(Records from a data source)
Start of Block
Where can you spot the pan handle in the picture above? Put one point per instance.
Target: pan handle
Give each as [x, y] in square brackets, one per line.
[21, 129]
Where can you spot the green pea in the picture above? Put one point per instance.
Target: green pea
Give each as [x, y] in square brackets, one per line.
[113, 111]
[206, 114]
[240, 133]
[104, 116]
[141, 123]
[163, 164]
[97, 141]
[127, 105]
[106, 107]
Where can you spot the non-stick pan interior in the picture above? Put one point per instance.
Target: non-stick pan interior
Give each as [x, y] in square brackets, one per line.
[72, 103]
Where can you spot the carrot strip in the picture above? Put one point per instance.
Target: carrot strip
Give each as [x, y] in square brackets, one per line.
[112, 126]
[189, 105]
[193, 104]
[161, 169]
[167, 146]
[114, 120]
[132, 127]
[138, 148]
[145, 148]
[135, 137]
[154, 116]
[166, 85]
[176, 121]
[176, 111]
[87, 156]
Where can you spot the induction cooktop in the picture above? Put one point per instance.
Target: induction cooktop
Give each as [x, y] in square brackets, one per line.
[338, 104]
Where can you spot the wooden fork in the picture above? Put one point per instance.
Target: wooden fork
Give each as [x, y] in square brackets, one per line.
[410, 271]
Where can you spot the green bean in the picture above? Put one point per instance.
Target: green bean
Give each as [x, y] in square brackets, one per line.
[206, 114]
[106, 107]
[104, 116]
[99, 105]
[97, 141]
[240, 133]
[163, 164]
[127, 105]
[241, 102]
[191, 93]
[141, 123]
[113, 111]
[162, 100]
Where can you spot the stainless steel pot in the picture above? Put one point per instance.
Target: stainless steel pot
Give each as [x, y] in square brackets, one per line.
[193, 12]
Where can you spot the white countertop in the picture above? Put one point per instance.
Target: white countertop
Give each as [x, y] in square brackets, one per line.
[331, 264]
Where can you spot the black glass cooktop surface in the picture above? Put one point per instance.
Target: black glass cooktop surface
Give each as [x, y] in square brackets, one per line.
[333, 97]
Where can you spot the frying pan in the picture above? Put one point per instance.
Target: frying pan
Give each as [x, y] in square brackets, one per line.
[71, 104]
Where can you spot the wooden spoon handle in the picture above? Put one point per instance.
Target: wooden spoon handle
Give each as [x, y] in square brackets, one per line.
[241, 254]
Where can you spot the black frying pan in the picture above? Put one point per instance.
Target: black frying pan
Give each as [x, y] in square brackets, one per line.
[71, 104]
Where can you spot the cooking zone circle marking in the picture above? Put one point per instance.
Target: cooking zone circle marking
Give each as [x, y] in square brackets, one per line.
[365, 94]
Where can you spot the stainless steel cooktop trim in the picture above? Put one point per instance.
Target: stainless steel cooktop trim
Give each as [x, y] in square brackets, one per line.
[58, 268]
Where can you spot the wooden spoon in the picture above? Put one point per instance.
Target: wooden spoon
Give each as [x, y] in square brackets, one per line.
End of Block
Start of Block
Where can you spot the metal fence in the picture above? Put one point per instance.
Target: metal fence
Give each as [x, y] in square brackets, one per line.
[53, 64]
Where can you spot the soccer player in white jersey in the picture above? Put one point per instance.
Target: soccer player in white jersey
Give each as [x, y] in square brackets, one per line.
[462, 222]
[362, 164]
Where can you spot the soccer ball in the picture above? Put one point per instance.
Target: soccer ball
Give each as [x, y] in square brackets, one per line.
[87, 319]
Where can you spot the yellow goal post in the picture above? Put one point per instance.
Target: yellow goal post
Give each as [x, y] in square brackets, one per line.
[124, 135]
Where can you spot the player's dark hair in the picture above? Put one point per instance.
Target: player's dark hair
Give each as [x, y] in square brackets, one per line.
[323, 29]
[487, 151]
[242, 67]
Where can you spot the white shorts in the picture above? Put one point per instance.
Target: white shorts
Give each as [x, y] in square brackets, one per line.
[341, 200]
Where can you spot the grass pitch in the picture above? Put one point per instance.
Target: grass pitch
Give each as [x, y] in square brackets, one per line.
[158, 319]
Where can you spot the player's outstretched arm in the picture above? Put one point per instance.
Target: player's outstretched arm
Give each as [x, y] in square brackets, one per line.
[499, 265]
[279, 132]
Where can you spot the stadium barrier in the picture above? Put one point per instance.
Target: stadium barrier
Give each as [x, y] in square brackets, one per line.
End of Block
» Work instructions: Above are the entries. Quote exactly the lines from the one bearing "Where can you spot the pan" through the one bearing "Where can you spot the green pea".

» Answer:
Where can you spot the pan handle in the picture above? Put one point per instance.
Target: pan handle
Give each as [x, y] in square brackets, one per line.
[21, 129]
Where can you spot the green pea in the picture above? Put one point per instance.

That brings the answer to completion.